* **ABOUT THIS EXERCISE**:
Produce a faithful copy of every record below, without the pictures.

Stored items
▶

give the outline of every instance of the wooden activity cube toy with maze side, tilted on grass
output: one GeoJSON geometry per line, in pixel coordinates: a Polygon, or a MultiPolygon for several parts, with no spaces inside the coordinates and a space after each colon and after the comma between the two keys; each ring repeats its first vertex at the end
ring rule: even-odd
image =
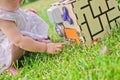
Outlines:
{"type": "Polygon", "coordinates": [[[117,0],[60,0],[47,13],[60,36],[87,46],[108,36],[120,21],[117,0]]]}

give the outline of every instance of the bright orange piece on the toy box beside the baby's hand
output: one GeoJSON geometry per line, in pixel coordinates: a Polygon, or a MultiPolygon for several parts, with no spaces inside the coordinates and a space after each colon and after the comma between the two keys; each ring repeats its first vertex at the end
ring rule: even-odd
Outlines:
{"type": "Polygon", "coordinates": [[[71,29],[71,28],[65,28],[64,33],[68,39],[75,40],[75,43],[79,43],[80,41],[80,36],[77,35],[77,30],[76,29],[71,29]]]}

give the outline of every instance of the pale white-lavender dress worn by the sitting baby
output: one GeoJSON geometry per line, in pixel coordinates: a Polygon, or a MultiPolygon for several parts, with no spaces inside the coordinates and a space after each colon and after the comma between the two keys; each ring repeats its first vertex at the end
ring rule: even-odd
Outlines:
{"type": "MultiPolygon", "coordinates": [[[[24,36],[29,36],[35,40],[48,38],[48,25],[33,12],[25,12],[21,9],[15,12],[0,10],[0,19],[15,22],[24,36]]],[[[0,31],[0,73],[11,65],[11,50],[12,42],[0,31]]]]}

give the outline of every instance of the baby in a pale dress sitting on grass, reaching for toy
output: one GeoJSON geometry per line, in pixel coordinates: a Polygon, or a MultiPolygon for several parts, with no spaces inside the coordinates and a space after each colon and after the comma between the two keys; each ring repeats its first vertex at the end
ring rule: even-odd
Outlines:
{"type": "Polygon", "coordinates": [[[0,73],[25,51],[55,54],[64,43],[48,39],[48,25],[33,11],[23,11],[23,0],[0,0],[0,73]]]}

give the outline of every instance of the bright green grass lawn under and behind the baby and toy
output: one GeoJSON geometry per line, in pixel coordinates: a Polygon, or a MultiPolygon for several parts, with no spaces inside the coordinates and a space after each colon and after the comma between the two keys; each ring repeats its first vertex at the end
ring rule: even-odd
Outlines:
{"type": "MultiPolygon", "coordinates": [[[[50,25],[49,35],[54,42],[58,42],[61,38],[55,33],[46,14],[48,4],[52,1],[39,0],[23,8],[39,10],[42,18],[50,25]]],[[[92,48],[66,45],[63,52],[57,55],[26,53],[20,63],[22,66],[16,65],[18,76],[11,77],[5,73],[0,76],[0,80],[120,80],[120,27],[92,48]],[[101,55],[99,51],[104,45],[109,51],[101,55]]]]}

◀

* **EXERCISE ANSWER**:
give the outline of every instance of the wooden activity cube toy with maze side, tilted on grass
output: one GeoJSON geometry per line, in pixel coordinates: a Polygon, or a MultiPolygon for several parts, with no spaces inside the coordinates and a space after each colon and after the comma between the two keys; each ring repeats its first vertex at the end
ring rule: even-odd
image =
Outlines:
{"type": "Polygon", "coordinates": [[[117,0],[60,0],[47,13],[60,36],[87,46],[108,36],[120,21],[117,0]]]}

give the outline of every instance of the bright orange piece on the toy box beside the baby's hand
output: one GeoJSON geometry per line, in pixel coordinates: a Polygon, or a MultiPolygon for several parts, with no spaces inside the coordinates and a space after each colon and after the comma between the two keys; each ring repeats its first vertex at the end
ring rule: even-odd
Outlines:
{"type": "Polygon", "coordinates": [[[71,29],[71,28],[65,28],[64,33],[68,39],[75,40],[75,43],[79,43],[80,41],[80,36],[77,35],[77,30],[76,29],[71,29]]]}

give the outline of every instance of the pale white-lavender dress worn by the sitting baby
output: one GeoJSON geometry per line, in pixel coordinates: a Polygon, or a MultiPolygon for several parts, with no spaces inside the coordinates and a space after each colon and after the comma between the two keys; each ring repeats its first vertex at the end
ring rule: even-odd
Outlines:
{"type": "MultiPolygon", "coordinates": [[[[24,36],[29,36],[35,40],[48,38],[48,25],[33,12],[25,12],[21,9],[15,12],[0,10],[0,19],[15,22],[24,36]]],[[[0,31],[0,73],[11,65],[11,50],[12,42],[0,31]]]]}

give the outline of every instance of the baby in a pale dress sitting on grass, reaching for toy
output: one GeoJSON geometry per line, in pixel coordinates: a Polygon, or a MultiPolygon for several parts, with no spaces inside the coordinates and a space after each colon and after the comma between the two keys; each ring repeats its first vertex at the end
ring rule: even-odd
Outlines:
{"type": "Polygon", "coordinates": [[[0,73],[25,51],[55,54],[64,43],[48,39],[48,25],[33,11],[23,11],[23,0],[0,0],[0,73]]]}

give the outline of every instance of the bright green grass lawn under and behind the baby and toy
output: one GeoJSON geometry per line, in pixel coordinates: a Polygon, or a MultiPolygon for several parts, with no spaces inside the coordinates and a space after each colon and after the comma between the two keys; each ring repeats its first vertex at the end
ring rule: even-odd
Outlines:
{"type": "MultiPolygon", "coordinates": [[[[50,25],[49,35],[54,42],[58,42],[61,38],[55,33],[46,14],[48,4],[52,1],[39,0],[23,8],[39,10],[42,18],[50,25]]],[[[92,48],[66,45],[63,52],[57,55],[26,53],[20,63],[22,66],[16,65],[18,76],[11,77],[5,73],[0,76],[0,80],[120,80],[120,27],[92,48]],[[101,55],[99,51],[104,45],[109,51],[101,55]]]]}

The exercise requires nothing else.